Task brief
How many of the lines below hold "Phrase"? Only the number, please.

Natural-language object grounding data
============================================================

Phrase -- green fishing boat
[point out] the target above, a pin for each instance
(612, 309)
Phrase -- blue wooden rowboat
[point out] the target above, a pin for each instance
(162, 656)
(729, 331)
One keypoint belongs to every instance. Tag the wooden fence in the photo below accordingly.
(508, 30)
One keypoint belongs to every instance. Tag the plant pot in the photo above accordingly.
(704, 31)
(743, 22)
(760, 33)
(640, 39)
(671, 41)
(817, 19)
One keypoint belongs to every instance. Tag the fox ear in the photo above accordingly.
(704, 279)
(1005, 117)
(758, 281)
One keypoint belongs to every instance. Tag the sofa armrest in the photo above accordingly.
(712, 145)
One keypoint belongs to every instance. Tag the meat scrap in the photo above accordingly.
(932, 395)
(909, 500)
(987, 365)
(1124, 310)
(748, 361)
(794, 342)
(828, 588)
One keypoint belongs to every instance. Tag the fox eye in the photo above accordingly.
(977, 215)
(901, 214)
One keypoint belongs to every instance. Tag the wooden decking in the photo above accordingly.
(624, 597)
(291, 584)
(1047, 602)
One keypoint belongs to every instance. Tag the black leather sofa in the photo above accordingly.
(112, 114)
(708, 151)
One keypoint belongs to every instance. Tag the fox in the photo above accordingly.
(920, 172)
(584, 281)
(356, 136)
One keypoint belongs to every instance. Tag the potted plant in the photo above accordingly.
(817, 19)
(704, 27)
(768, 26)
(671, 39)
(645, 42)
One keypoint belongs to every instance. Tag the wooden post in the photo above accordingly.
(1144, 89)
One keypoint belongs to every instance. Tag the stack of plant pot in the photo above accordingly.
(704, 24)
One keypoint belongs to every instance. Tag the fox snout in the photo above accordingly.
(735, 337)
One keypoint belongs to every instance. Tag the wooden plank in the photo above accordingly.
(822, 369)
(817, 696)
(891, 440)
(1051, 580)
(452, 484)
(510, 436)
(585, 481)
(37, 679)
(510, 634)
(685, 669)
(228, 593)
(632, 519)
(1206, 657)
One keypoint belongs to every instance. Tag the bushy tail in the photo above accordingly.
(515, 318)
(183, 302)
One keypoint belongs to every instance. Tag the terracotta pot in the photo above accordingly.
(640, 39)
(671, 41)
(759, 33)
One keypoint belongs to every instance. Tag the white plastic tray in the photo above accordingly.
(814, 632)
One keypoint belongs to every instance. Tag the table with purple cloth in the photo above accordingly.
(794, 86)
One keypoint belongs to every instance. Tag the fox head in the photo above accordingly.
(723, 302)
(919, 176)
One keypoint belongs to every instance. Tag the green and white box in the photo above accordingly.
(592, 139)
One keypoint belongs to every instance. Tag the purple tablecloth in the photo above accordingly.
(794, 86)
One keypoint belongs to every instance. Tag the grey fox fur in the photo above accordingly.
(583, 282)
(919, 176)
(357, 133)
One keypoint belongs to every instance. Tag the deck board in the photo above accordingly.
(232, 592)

============================================================

Answer below
2